Supplied information ::
--------------------------------

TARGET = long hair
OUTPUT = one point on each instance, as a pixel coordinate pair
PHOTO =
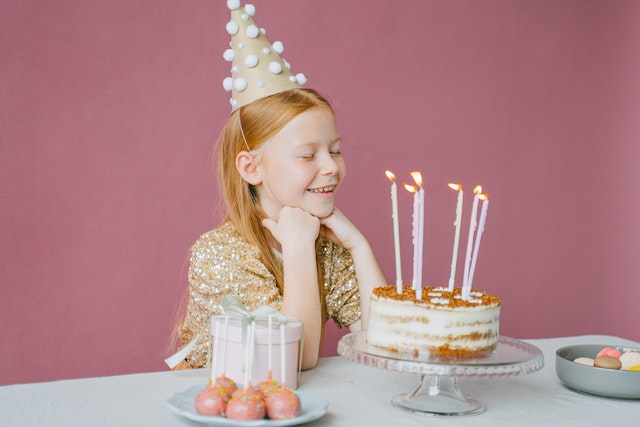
(259, 121)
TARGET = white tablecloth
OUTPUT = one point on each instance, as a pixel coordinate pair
(358, 396)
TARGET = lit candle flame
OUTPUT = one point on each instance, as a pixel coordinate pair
(417, 177)
(410, 188)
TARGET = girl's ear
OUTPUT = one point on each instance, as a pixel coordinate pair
(248, 168)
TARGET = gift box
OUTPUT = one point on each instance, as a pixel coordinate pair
(238, 343)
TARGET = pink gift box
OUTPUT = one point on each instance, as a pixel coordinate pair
(234, 367)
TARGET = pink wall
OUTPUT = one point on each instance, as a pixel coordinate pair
(109, 110)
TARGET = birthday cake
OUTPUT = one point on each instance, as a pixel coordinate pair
(441, 323)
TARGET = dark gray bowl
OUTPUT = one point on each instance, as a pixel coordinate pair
(589, 379)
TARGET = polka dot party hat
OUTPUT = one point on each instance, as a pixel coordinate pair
(257, 70)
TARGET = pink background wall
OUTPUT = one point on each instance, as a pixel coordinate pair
(109, 111)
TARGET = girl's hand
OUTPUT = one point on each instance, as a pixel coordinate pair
(293, 227)
(337, 228)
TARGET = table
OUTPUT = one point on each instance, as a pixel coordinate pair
(358, 396)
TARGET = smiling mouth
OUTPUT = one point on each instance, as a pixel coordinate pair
(325, 189)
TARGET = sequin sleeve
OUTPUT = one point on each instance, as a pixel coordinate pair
(340, 284)
(222, 264)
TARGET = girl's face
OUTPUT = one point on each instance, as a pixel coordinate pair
(302, 166)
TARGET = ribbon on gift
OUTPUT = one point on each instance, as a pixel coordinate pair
(234, 309)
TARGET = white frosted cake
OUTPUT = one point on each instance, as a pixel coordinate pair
(442, 323)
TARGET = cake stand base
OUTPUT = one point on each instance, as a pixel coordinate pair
(438, 396)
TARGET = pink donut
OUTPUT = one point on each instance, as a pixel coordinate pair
(282, 404)
(226, 385)
(210, 401)
(246, 404)
(268, 386)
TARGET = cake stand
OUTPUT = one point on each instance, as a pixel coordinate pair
(438, 393)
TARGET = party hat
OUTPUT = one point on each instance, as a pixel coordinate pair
(257, 70)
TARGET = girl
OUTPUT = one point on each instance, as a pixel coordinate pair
(283, 242)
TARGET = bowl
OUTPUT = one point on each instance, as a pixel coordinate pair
(593, 380)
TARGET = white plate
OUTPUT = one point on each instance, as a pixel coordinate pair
(182, 403)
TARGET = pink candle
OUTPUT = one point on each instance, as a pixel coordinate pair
(472, 230)
(396, 229)
(456, 236)
(414, 232)
(417, 177)
(474, 260)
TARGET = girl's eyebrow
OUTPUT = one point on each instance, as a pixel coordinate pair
(317, 143)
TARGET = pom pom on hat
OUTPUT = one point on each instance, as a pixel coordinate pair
(257, 70)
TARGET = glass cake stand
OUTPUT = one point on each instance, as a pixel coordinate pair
(438, 393)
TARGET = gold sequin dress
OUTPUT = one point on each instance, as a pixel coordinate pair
(223, 263)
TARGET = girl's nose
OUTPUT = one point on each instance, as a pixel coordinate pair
(329, 165)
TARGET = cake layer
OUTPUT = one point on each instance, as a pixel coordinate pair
(441, 323)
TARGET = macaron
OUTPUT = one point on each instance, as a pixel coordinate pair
(608, 351)
(630, 358)
(607, 362)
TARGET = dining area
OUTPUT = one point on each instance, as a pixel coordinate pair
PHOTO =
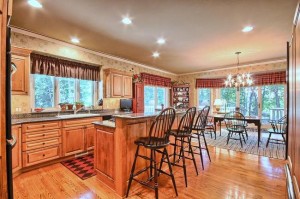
(170, 144)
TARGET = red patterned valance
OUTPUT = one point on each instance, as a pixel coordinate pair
(258, 80)
(155, 80)
(269, 78)
(210, 83)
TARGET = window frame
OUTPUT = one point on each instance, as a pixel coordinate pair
(211, 97)
(167, 96)
(217, 95)
(96, 92)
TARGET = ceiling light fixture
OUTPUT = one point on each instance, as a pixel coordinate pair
(240, 79)
(75, 40)
(247, 29)
(155, 54)
(161, 41)
(35, 3)
(126, 20)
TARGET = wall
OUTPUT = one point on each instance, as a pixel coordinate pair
(66, 51)
(294, 104)
(222, 73)
(53, 48)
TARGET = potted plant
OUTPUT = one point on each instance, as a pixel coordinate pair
(63, 106)
(78, 105)
(70, 106)
(136, 78)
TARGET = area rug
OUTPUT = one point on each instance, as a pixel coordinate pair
(83, 166)
(276, 151)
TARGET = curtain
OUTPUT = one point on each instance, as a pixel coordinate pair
(270, 78)
(45, 65)
(210, 83)
(155, 80)
(258, 80)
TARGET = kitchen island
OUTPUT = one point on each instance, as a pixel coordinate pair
(114, 147)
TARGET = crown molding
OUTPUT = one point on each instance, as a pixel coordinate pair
(56, 41)
(240, 66)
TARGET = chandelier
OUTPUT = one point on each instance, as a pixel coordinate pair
(240, 79)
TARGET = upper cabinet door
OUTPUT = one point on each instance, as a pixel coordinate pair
(127, 86)
(117, 85)
(20, 77)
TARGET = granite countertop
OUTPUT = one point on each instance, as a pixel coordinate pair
(53, 118)
(106, 123)
(143, 115)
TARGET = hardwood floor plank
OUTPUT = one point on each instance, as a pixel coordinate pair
(230, 175)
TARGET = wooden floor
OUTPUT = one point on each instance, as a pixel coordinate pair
(230, 175)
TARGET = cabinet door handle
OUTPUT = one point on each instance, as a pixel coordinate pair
(12, 142)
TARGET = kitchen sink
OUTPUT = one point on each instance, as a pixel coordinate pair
(77, 115)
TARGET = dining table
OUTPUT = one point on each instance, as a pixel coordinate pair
(218, 118)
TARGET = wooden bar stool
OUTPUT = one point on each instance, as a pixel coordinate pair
(183, 135)
(210, 127)
(157, 141)
(198, 131)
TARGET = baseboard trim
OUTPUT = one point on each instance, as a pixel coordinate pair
(296, 187)
(290, 163)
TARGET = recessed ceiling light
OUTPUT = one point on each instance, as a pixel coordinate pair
(35, 3)
(126, 20)
(247, 29)
(161, 41)
(155, 54)
(75, 40)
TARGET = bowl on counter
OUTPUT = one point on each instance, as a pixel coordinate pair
(38, 110)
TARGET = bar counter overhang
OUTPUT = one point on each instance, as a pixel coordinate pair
(115, 149)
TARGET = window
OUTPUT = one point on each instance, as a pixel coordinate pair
(49, 91)
(44, 91)
(154, 97)
(86, 90)
(66, 90)
(272, 102)
(229, 94)
(267, 102)
(204, 96)
(249, 101)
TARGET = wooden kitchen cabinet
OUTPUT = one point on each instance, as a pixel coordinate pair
(41, 142)
(90, 132)
(16, 151)
(73, 140)
(118, 84)
(104, 156)
(78, 135)
(20, 79)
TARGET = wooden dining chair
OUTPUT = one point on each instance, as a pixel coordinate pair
(157, 141)
(235, 124)
(198, 130)
(279, 127)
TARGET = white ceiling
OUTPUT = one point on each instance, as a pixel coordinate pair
(200, 34)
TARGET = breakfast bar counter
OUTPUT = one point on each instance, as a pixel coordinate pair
(115, 148)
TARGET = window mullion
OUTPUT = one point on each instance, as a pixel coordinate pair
(56, 91)
(77, 89)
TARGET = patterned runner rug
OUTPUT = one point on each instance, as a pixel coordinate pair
(83, 166)
(273, 151)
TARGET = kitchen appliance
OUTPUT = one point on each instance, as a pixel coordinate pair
(126, 105)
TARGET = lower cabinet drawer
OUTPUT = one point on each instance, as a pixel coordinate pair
(35, 157)
(40, 144)
(38, 135)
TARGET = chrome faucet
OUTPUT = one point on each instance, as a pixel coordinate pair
(76, 110)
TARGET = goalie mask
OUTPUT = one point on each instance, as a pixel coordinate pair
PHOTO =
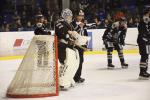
(67, 15)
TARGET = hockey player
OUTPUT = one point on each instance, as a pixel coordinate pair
(40, 28)
(114, 37)
(143, 41)
(63, 30)
(80, 27)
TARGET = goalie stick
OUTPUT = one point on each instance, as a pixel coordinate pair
(131, 44)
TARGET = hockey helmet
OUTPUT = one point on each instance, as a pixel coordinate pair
(67, 15)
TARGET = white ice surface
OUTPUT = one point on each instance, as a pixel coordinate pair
(100, 84)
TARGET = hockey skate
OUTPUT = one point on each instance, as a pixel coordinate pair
(143, 74)
(110, 66)
(81, 80)
(124, 65)
(63, 88)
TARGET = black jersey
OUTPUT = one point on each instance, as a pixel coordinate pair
(62, 28)
(81, 30)
(40, 29)
(115, 33)
(144, 33)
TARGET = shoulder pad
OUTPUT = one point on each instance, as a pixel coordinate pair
(115, 25)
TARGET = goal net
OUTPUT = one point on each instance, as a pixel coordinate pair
(37, 75)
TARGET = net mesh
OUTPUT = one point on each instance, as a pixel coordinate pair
(37, 74)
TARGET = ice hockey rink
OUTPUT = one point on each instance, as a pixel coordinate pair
(100, 84)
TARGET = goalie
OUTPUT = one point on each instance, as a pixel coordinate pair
(68, 56)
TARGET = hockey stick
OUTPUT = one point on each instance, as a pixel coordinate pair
(131, 44)
(84, 48)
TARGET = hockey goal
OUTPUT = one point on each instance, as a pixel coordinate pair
(37, 75)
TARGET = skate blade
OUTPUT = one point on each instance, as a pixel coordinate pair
(61, 88)
(110, 68)
(124, 67)
(143, 78)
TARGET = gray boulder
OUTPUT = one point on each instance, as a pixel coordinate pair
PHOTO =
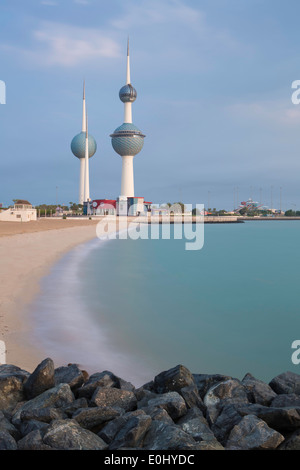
(173, 380)
(93, 418)
(157, 413)
(33, 441)
(59, 396)
(41, 379)
(172, 402)
(115, 397)
(32, 425)
(68, 435)
(194, 424)
(253, 433)
(205, 381)
(111, 429)
(223, 393)
(164, 436)
(7, 426)
(7, 442)
(292, 442)
(132, 433)
(45, 414)
(258, 391)
(284, 400)
(99, 379)
(12, 379)
(75, 405)
(191, 397)
(224, 423)
(71, 375)
(281, 419)
(288, 382)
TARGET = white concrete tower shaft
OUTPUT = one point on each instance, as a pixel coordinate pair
(128, 106)
(127, 180)
(82, 160)
(86, 161)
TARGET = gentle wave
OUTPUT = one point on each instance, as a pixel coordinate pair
(66, 330)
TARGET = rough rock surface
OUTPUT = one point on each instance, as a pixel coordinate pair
(66, 409)
(253, 433)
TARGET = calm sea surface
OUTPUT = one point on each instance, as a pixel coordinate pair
(138, 307)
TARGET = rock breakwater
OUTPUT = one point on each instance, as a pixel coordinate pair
(65, 408)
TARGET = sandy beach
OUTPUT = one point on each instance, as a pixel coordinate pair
(27, 252)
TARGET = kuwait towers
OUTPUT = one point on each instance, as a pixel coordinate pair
(127, 140)
(84, 147)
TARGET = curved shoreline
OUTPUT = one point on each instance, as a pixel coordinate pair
(25, 259)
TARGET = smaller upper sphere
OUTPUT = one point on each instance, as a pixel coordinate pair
(128, 94)
(78, 145)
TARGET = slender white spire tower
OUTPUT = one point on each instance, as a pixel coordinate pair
(127, 140)
(86, 162)
(82, 161)
(83, 147)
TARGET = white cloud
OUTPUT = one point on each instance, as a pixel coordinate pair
(49, 3)
(279, 112)
(68, 46)
(82, 2)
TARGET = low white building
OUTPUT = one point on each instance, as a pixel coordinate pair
(22, 211)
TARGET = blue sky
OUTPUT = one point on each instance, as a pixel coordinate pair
(214, 98)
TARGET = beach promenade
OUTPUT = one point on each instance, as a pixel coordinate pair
(27, 252)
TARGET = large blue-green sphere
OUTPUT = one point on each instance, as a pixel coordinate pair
(127, 140)
(78, 145)
(128, 94)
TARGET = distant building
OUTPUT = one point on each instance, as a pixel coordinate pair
(22, 211)
(131, 206)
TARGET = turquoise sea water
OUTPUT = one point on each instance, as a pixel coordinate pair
(138, 307)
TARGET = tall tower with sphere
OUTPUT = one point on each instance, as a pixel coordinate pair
(84, 147)
(127, 139)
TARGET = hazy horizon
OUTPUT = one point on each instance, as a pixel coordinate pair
(213, 79)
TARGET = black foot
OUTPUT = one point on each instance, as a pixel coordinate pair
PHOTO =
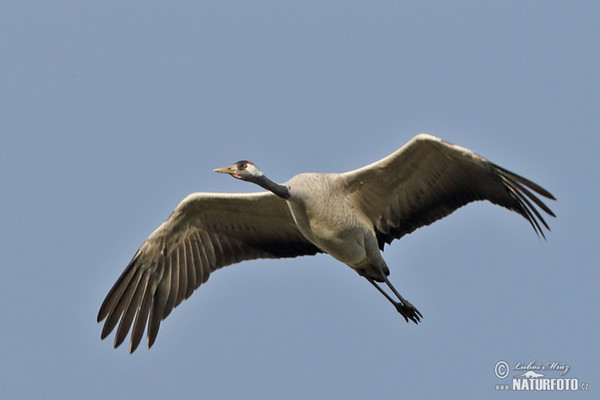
(408, 311)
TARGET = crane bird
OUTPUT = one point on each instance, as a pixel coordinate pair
(350, 216)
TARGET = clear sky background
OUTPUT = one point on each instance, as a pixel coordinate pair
(112, 112)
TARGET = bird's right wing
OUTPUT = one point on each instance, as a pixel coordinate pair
(206, 231)
(427, 179)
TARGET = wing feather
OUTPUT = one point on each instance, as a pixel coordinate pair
(428, 179)
(206, 231)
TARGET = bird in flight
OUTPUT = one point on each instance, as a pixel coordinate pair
(350, 216)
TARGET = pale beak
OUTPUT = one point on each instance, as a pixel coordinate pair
(226, 170)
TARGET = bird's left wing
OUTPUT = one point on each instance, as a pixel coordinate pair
(206, 231)
(427, 179)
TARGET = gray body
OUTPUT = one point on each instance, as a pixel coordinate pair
(350, 216)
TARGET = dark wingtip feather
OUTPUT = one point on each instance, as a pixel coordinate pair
(517, 187)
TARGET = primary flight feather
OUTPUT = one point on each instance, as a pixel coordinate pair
(350, 216)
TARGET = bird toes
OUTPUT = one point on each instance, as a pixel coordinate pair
(409, 312)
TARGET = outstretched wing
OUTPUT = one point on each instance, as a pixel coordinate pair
(206, 231)
(428, 178)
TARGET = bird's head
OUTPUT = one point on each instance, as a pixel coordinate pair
(244, 170)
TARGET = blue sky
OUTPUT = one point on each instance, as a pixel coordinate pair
(112, 112)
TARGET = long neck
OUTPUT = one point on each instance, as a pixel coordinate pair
(280, 190)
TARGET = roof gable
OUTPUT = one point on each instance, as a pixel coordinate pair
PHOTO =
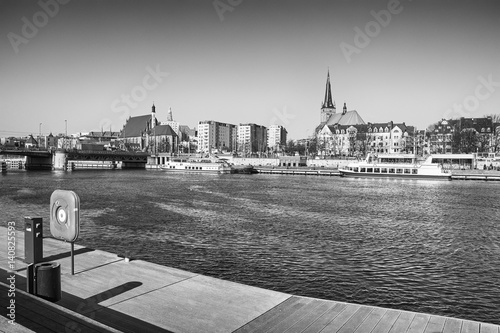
(349, 118)
(135, 126)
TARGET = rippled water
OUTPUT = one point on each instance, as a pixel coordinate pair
(427, 246)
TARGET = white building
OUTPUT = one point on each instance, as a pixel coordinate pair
(252, 138)
(276, 137)
(214, 136)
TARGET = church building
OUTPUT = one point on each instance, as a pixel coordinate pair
(144, 133)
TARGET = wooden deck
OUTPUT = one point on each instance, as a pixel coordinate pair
(108, 294)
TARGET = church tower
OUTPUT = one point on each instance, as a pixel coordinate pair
(327, 107)
(153, 116)
(169, 115)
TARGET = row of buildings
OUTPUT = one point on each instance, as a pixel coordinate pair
(148, 133)
(346, 133)
(342, 133)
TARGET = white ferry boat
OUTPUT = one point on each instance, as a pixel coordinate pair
(400, 166)
(196, 165)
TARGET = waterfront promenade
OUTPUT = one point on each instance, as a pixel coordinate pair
(110, 294)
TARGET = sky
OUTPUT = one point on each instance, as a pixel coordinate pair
(80, 66)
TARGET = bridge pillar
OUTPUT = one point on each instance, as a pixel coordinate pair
(60, 160)
(133, 165)
(38, 163)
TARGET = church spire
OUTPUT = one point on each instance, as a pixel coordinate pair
(327, 107)
(153, 116)
(327, 103)
(169, 115)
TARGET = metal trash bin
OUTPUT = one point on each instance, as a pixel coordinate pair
(33, 240)
(48, 281)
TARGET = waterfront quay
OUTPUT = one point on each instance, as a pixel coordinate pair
(110, 293)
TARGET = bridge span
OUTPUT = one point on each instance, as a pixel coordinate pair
(61, 159)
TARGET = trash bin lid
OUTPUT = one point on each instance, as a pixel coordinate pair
(47, 265)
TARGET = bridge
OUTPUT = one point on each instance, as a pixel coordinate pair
(61, 159)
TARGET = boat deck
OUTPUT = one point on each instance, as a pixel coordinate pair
(109, 294)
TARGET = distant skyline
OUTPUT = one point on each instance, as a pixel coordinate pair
(94, 63)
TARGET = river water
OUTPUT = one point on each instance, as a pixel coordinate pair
(426, 246)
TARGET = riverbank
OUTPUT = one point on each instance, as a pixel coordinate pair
(110, 293)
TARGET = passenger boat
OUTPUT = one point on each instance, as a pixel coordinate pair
(196, 165)
(400, 166)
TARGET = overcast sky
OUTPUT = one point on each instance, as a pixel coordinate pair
(94, 63)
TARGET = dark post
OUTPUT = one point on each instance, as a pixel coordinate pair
(33, 240)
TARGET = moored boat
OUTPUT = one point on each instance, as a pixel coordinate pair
(196, 166)
(400, 166)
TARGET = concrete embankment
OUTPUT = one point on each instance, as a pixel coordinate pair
(109, 293)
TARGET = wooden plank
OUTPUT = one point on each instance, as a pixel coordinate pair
(435, 325)
(488, 328)
(311, 317)
(304, 312)
(372, 320)
(356, 320)
(418, 323)
(342, 318)
(403, 322)
(282, 316)
(470, 326)
(267, 316)
(320, 323)
(452, 325)
(6, 327)
(385, 324)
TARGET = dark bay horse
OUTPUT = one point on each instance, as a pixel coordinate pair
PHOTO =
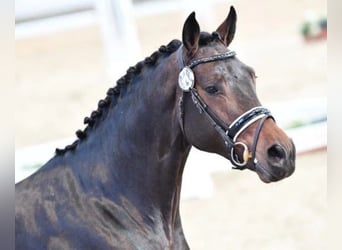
(118, 186)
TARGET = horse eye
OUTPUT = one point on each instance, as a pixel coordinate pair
(211, 90)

--------------------------------

Exercise instructions ::
Write out exactly the lines from the line holding "TARGET = dark post" through the last line of the records above, inclusive, and nothing more. Leave out the pictures.

Worked answer ::
TARGET = dark post
OUTPUT = one point on each instance, as a pixel coordinate pair
(33, 240)
TARGET = moored boat
OUTPUT = one point on each instance, as a pixel coordinate pair
(196, 166)
(400, 166)
TARGET = concrete embankment
OUTPUT = one point on each instance, as a pixel coordinate pair
(109, 293)
TARGET = wooden plank
OUTPUT = one point on each instance, as a pixel coordinate pair
(435, 325)
(488, 328)
(311, 317)
(304, 312)
(372, 320)
(356, 320)
(418, 323)
(342, 318)
(403, 322)
(282, 316)
(470, 326)
(267, 316)
(320, 323)
(452, 325)
(6, 327)
(385, 324)
TARGET = dark bay horse
OUTPUT = one point on each instance, as a pixel coordinate pair
PHOTO =
(118, 186)
TARGET = horse eye
OUTPUT = one point on each instance, as a pixel coordinate pair
(211, 90)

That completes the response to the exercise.